Tugas yang diberikan 1 |
Tentukan apakah setiap pernyataan berikut sesuai dengan teks tentang kamar kecil masjid di Banda Aceh di bawah. Jawab ya atau tidak untuk masing-masing, lalu kutip persis kata-kata teks yang menentukannya.
(a) Kamar kecil beberapa masjid di Banda Aceh rata-rata memakai toilet tabung yang ditempel ke dinding.
(b) Wandi merasa jengah karena salatnya kurang khusyuk atau terganggu.
(c) Masjid Agung Al Makmur juga sering disebut Masjid Oman.
Tugas yang diberikan 2 |
Jawab pertanyaan berikut dengan singkat berdasarkan teks tentang kamar kecil masjid di Banda Aceh di bawah.
(a) Jenis toilet apa yang rata-rata dipakai di kamar kecil masjid-masjid itu?
(b) Di mana letak Masjid Agung Al Makmur?
(c) Apa satu-satunya hal yang membuat Wandi risih?

Teks yang diberikan |
--------------------------------------------------

Kamar kecil beberapa masjid di Banda Aceh membuat sebagian jamaah tak nyaman memakainya. Rata-rata menggunakan toilet tabung yang ditempel ke dinding.

 

WANDI akhir-akhir ini terkadang agak jengah jika salat di Masjid Agung Al Makmur, Lamprit, Banda Aceh. Bukan soal khusuk atau gangguan lainnya yang membuatnya jengah. Tapi, ia was-was kebelet kencing sebelum menunaikan salat di masjid yang kerap juga disebut Masjid Oman tersebut. Hanya satu yang membuatnya risih: toilet.

--------------------------------------------------

Bahan yang tersedia |
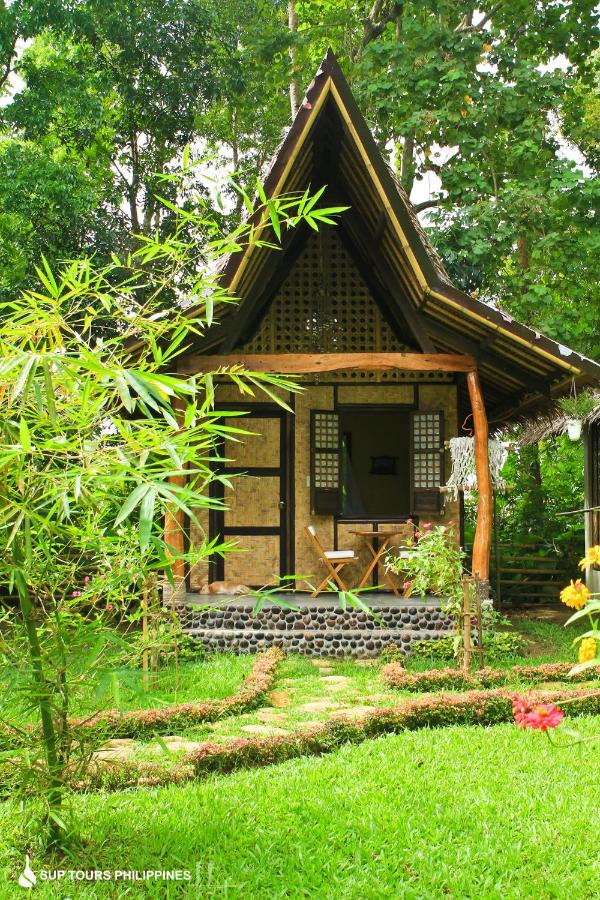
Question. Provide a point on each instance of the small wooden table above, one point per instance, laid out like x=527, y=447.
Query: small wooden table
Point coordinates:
x=378, y=542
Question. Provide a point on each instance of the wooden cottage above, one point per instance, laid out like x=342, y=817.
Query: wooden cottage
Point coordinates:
x=394, y=360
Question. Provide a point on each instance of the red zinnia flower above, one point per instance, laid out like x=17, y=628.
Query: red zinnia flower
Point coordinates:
x=542, y=716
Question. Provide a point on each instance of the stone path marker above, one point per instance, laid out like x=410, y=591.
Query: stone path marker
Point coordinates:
x=319, y=706
x=267, y=714
x=117, y=748
x=335, y=682
x=354, y=712
x=263, y=730
x=175, y=743
x=278, y=698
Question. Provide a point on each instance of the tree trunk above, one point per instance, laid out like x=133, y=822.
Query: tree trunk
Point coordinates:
x=54, y=793
x=407, y=162
x=294, y=86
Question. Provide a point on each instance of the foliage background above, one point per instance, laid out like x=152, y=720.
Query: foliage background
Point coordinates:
x=488, y=111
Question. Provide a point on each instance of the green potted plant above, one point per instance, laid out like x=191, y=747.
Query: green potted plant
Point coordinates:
x=575, y=409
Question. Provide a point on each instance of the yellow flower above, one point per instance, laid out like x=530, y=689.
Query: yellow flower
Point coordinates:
x=575, y=594
x=592, y=558
x=587, y=649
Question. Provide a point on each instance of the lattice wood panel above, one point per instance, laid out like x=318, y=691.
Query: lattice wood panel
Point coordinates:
x=260, y=448
x=324, y=305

--------------------------------------------------

Hasil tugas 1 |
(a) Ya: "Rata-rata menggunakan toilet tabung yang ditempel ke dinding."
(b) Tidak: "Bukan soal khusuk atau gangguan lainnya yang membuatnya jengah."
(c) Ya: "di masjid yang kerap juga disebut Masjid Oman tersebut"

Hasil tugas 2 |
(a) Toilet tabung yang ditempel ke dinding.
(b) Di Lamprit, Banda Aceh.
(c) Toilet.